Can you change "red shirt" to "red T-shirt" in the entries from the start through the line containing "[131,9,169,41]", inclusive, and give those lines back with nothing else altered?
[Records start]
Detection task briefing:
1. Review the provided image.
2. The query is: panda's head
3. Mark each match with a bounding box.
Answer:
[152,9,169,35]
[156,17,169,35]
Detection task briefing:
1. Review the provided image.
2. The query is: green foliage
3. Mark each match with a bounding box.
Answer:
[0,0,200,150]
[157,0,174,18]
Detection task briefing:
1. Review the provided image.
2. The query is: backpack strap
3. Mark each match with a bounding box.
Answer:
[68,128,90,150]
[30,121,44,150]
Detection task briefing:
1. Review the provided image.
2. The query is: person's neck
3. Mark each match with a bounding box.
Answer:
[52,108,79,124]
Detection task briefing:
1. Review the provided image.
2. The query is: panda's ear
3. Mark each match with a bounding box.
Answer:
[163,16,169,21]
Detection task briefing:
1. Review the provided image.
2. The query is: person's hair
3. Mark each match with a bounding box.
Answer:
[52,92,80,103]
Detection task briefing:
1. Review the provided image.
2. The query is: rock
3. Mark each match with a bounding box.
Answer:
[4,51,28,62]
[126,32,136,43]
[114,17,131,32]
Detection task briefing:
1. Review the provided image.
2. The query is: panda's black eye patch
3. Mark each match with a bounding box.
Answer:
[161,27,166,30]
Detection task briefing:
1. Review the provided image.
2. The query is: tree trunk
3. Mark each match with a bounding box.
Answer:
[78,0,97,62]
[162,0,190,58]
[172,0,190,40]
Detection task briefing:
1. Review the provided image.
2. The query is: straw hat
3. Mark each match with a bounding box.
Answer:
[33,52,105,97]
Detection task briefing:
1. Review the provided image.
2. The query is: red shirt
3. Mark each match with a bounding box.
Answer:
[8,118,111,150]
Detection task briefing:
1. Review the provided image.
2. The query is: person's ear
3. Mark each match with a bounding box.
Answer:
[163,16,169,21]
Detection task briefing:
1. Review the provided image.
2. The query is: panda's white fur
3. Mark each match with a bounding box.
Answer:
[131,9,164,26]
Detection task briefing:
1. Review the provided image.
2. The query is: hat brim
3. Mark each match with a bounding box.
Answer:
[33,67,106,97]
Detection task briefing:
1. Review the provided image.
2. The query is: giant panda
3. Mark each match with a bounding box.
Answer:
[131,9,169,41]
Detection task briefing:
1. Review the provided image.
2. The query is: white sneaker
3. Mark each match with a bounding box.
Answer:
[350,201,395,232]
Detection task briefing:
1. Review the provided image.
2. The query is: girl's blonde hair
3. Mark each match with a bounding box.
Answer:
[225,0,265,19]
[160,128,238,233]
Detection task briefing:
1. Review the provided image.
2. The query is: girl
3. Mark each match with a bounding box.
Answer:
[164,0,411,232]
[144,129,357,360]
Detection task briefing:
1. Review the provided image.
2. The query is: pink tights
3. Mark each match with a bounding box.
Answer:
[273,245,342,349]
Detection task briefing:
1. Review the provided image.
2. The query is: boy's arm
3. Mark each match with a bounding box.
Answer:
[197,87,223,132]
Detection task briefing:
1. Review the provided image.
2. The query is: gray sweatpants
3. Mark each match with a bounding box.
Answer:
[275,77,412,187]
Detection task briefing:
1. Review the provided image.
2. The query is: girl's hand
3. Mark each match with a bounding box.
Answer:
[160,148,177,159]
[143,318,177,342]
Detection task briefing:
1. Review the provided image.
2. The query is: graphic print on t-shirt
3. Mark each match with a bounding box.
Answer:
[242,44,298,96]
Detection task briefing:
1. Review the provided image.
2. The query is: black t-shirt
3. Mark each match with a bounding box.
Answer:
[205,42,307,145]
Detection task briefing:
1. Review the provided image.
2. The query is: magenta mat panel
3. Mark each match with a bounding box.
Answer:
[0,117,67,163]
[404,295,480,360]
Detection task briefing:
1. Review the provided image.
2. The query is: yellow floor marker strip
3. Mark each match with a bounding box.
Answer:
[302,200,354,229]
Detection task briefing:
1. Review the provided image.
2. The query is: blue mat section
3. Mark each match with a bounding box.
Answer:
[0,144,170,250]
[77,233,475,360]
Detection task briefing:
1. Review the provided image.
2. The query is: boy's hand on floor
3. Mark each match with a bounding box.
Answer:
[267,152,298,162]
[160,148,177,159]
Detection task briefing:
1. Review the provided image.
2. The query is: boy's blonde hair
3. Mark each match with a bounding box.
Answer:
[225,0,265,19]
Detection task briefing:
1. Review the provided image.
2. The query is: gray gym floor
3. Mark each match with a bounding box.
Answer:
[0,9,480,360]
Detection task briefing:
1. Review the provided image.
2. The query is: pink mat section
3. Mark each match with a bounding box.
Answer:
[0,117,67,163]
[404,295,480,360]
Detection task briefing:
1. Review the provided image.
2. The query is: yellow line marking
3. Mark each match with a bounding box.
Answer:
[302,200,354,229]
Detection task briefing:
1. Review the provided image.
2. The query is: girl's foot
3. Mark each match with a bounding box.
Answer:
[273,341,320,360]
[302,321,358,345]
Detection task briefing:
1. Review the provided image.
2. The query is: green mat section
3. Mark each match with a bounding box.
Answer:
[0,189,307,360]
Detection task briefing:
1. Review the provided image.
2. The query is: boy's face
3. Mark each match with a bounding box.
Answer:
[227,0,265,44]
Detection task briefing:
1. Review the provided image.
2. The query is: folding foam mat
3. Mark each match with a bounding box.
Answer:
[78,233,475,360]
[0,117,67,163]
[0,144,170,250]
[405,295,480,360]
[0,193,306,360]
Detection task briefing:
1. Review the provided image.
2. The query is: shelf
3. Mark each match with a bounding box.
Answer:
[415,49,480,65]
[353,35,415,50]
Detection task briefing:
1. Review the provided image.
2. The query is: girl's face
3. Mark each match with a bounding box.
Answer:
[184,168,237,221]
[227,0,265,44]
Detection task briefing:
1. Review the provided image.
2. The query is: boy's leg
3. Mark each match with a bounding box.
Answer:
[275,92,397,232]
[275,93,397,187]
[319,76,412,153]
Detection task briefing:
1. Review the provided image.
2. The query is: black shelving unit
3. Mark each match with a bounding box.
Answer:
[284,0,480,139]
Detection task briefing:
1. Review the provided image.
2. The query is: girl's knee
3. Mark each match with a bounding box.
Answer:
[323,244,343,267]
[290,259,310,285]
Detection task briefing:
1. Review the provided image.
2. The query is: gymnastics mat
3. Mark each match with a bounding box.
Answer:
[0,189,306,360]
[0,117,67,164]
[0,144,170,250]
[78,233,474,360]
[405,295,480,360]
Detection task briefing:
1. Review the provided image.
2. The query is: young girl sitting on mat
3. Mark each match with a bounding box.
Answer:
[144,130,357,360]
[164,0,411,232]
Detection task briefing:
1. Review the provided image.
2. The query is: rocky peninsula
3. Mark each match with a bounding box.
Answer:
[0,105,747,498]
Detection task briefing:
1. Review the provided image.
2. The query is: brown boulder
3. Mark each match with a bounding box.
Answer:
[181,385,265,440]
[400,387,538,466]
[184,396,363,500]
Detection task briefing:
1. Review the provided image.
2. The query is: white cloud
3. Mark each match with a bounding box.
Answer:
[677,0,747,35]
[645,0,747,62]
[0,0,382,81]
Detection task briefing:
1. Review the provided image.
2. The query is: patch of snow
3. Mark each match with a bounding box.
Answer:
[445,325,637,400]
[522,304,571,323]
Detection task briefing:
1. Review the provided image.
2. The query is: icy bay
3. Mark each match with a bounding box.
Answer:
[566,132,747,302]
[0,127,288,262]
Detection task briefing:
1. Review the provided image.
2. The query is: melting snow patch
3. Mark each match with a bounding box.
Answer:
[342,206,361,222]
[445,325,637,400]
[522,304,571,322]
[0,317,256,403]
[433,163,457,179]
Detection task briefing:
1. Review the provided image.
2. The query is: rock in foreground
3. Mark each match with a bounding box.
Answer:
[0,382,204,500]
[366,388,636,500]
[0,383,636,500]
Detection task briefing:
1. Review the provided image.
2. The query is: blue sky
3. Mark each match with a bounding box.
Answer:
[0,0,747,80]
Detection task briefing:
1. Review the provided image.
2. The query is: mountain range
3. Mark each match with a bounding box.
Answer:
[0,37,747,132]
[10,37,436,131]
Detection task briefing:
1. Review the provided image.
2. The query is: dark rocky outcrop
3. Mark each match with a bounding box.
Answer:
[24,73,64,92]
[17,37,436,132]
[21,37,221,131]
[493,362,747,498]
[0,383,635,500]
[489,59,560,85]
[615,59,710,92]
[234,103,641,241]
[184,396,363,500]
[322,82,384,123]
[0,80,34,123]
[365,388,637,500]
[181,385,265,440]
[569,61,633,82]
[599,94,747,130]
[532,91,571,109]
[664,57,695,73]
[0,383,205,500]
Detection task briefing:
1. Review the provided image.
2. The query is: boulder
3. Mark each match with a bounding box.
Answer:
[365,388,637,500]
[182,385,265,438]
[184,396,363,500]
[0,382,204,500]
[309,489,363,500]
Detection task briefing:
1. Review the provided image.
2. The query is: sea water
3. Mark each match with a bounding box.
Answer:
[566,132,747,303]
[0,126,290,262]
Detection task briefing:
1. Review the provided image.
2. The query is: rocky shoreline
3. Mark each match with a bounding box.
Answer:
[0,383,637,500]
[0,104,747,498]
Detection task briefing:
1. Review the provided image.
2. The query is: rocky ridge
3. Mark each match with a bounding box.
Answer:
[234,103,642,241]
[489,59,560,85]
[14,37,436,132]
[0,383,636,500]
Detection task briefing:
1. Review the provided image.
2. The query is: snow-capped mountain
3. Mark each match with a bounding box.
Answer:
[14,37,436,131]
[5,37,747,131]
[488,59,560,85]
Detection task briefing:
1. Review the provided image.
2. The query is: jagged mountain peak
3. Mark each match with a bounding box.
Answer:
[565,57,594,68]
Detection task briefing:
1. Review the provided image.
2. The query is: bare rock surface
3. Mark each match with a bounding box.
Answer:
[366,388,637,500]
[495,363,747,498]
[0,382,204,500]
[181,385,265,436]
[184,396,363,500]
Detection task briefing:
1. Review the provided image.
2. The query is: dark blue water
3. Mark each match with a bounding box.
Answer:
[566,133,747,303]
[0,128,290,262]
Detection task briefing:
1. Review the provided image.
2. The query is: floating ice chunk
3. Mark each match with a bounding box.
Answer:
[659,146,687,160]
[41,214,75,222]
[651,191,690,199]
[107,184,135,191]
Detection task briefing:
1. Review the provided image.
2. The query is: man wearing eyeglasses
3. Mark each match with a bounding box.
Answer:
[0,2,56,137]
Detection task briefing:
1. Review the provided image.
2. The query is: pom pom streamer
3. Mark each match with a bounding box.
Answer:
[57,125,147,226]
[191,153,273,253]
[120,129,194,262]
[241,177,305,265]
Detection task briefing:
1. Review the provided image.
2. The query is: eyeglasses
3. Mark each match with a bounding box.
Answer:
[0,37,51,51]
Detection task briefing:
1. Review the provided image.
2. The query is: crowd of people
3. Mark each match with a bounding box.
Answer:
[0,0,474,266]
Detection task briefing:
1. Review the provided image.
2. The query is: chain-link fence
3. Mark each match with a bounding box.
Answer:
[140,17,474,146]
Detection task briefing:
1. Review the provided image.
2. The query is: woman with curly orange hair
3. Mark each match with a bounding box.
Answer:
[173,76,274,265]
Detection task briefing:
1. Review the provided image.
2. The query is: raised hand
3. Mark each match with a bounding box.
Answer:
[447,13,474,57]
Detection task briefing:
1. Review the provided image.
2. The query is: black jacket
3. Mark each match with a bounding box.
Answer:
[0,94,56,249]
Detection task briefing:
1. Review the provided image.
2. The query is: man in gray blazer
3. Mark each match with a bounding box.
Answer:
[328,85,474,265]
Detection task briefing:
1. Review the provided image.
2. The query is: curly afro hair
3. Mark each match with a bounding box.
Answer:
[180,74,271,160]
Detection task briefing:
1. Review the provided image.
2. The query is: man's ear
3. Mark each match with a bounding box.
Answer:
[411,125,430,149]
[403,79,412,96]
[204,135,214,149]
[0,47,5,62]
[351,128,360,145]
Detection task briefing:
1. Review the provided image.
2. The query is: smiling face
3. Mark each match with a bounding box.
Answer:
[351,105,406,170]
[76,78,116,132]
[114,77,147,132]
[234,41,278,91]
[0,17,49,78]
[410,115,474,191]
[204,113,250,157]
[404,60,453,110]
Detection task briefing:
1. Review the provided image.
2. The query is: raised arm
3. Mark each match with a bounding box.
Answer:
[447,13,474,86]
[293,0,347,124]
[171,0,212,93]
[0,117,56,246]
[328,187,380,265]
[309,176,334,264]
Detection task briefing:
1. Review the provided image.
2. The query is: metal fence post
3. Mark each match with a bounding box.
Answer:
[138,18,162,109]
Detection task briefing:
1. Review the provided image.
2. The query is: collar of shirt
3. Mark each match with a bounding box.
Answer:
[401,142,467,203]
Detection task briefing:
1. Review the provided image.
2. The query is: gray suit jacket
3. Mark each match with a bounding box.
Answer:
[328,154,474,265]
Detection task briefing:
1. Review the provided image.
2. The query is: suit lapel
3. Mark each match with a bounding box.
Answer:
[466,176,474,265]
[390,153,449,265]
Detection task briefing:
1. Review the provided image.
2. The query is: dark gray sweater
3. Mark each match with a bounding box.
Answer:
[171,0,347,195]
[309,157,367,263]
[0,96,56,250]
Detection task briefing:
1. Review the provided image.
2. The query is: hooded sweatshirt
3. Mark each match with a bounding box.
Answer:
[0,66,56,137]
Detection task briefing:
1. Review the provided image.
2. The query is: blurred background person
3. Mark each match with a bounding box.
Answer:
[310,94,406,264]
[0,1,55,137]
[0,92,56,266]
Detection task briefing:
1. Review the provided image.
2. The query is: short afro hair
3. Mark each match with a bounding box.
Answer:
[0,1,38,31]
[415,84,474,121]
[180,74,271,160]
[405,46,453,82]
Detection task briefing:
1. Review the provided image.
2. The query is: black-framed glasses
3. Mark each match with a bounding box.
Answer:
[Records end]
● **Full output**:
Detection task briefing:
1. Review the provided image.
2. The query is: panda's head
3. Mark each match with a bounding box.
Answer:
[152,9,169,35]
[156,17,169,35]
Detection task briefing:
1. Review the provided image.
2. The query is: green foliage
3. Mark each match with a bounding box.
Answer:
[0,0,200,150]
[157,0,174,18]
Detection task briefing:
1. Review the provided image.
2. The query is: backpack strap
3. Mark each match with a bounding box.
Answer:
[68,128,90,150]
[30,121,44,150]
Detection task briefing:
1. Review the provided image.
2. The query is: person's neck
3. Mark each match with a bounding box.
Answer:
[52,108,79,124]
Detection task briefing:
1. Review the provided image.
2. The query is: panda's ear
3. Mark each match with a bounding box.
Answer:
[163,16,169,21]
Detection task briefing:
1. Review the provided image.
2. The query is: person's hair
3. Mark each match with a bounding box.
Answer:
[52,92,80,103]
Detection task briefing:
1. Review the provided image.
2. The query is: rock
3. Mark each match with a bounding box.
Answer:
[4,51,28,62]
[126,32,136,43]
[114,17,131,32]
Detection task briefing:
1. Review the provided image.
2. The query is: panda's black eye patch
3. Mark each match with a bounding box.
Answer:
[161,27,166,30]
Detection task briefing:
1. Review the provided image.
2. The query is: tree trunk
3. Mark each match with a bounding box.
Answer:
[78,0,97,62]
[162,0,190,58]
[172,0,190,40]
Detection task briefing:
1. Review the provided image.
2. The query is: straw hat
3. Mark each match with a bounding box.
Answer:
[33,52,105,97]
Detection task briefing:
1. Review the provided image.
2. The query is: red T-shirt
3. Mark each match with a bounding box.
Answer:
[8,118,111,150]
Detection task briefing:
1. Review the provided image.
2. The query is: person's ear
3. Mark each match with a bounding box.
Answer:
[163,16,169,21]
Detection task briefing:
1. Review the provided image.
2. The query is: panda's white fur
3. Mark each match with a bounding box.
Answer:
[131,9,164,26]
Detection task briefing:
1. Review the provided image.
2. The query is: hat brim
3. Mark each match with a bounding box.
Answer:
[33,67,106,97]
Detection task briefing:
1. Review the provided image.
2. The query is: giant panda
3. Mark each match with a bounding box.
Answer:
[131,9,169,41]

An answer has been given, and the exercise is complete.